[Stored items from a collection]

>> begin

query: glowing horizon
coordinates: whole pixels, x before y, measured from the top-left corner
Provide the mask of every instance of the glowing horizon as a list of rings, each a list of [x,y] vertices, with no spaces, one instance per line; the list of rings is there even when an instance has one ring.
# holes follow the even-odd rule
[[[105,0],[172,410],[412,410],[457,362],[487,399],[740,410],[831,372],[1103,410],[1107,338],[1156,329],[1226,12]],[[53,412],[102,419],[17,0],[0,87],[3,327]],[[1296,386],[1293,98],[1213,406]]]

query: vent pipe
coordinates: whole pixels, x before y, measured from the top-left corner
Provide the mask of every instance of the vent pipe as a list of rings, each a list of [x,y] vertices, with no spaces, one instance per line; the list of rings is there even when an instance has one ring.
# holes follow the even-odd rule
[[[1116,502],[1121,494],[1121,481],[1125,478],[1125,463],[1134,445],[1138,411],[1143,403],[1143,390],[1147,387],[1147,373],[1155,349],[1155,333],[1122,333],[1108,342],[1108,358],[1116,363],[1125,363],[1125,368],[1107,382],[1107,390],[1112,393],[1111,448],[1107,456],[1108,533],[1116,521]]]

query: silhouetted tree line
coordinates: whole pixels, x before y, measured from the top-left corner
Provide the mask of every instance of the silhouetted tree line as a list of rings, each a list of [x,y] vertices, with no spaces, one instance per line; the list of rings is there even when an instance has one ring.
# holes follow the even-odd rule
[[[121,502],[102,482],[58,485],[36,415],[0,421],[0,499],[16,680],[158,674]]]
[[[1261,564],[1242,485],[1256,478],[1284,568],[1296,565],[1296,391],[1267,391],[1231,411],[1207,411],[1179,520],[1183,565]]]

>> end

_Exercise goal_
Shift every vertex coordinate in the answer outlines by adding 124 to it, then write out the material again from the line with "query: silhouetted tree line" through the end of the material, including the requests.

_Correct output_
query: silhouetted tree line
coordinates: whole pixels, x before y, measured from the top-left corner
Provide the mask of every instance of the silhouetted tree line as a list of rings, each a list of [x,y] vertices, with no spaces, one instance per line; the list of rings is there even when an instance has one ring.
# holes follow the even-odd rule
[[[245,626],[226,606],[182,609],[160,539],[124,545],[124,623],[140,804],[282,798]]]
[[[1385,688],[1366,609],[1380,602],[1408,692],[1420,689],[1420,515],[1391,515],[1355,535],[1331,535],[1303,644],[1307,689]]]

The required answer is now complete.